» **Text passage**:
+++++

Wednesday, November 30, 2011

Chronicles of a Nursing Newbie

I'm proud to say it. I'm a new momma...and a nursing momma. I'm everything to my son right now, and I love that so much.

I'm also proud to say that I have stood by my convictions of wanting to breastfeed my baby, and been respected about it...with a little help from my amazing hubby! Our first few days of nursing were wonderful...both for the soul, the heart and even my physical recovery...

As you've all read, Conner was born via emergency C-section and taken immediately to the NICU to have his heart monitored and to be given empirical antibiotics. While I was in the operating room being put back together, Derek went with our little boy to the NICU. And let me tell you, the incredible man I am married to knew how much it meant to me to breastfeed our son...and so when the question came upon him (while I was in recovery) as to whether or not they could give him formula until I was there and so that I could recover, my husband told them no...and made sure to help me down to the NICU as soon as I could,  as often as I needed, and as often as Conner was hungry so that I could nurse my little boy. And to my pleasant surprise, the NICU nurses gladly obliged! Before I was even brought to my room out of recovery, I was taken to my son. Though we didn't have the chance to have the immediate moments I wanted to right when he was born, I immediately had the chance to nurse him right away...and that bonding few moments was just what I needed.

+++++

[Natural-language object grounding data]
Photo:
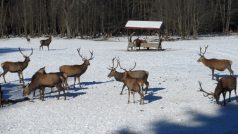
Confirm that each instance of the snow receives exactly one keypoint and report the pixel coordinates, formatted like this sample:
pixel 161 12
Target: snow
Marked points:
pixel 173 103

+++++

» **Questions to answer**:
a - Reproduce word for word the part of the breastfeeding text starting with "Wednesday, November 30, 2011" and going on through "that so much.".
b - Answer these questions from the breastfeeding text:
(i) What date appears at the top?
(ii) How was Conner born?
(iii) What did the husband say when asked whether the baby could be given formula?
c - Pick up the breastfeeding text after its last sentence and carry it on.

» **Answers to the problems**:
a -
Wednesday, November 30, 2011

Chronicles of a Nursing Newbie

I'm proud to say it. I'm a new momma...and a nursing momma. I'm everything to my son right now, and I love that so much.

b -
(i) Wednesday, November 30, 2011
(ii) Via emergency C-section
(iii) No

c -
Throughout the night, Conner's nurses would call when he seemed hungry and I would be wheeled down to feed him and love on him...and the next day, I got so sick of sitting in that awful wheel chair that I got myself up on my feet and walked my tush down there to the comfy rocking chair they had waiting at Conner's little "station". I blame the ease of my recovery on my determination to nurse my little boy...and the fact that he wasn't in the room with me.

I will say that nursing wasn't quite so easy those first few days though. Conner had trouble latching, in which a genius nurse discovered it was caused by the fact that he's got a high arch in his palette. It was an easy fix with the use of a Medela latching aid, and Conner is now eating up a storm. We're getting ready to wean off of using the latching aid, now that he's a few weeks old, and luckily for me our hospital on base has a wonderful staff of lactation consultants who run weekly meetings to help moms with breastfeeding support. I'm grateful to the fact that our medical system here is so BF friendly and incredibly encouraging!

Breastfeeding is something I was a bit weary about in the beginning...but something I've grown to enjoy. I love just how much my son needs me, and I love being his everything. And while nursing has certainly had it's challenges thus far (holy engorgement!! I swear just looking at them made them hurt those awful few days...), knowing how good it is for my baby...and myself....makes the challenges all worth it!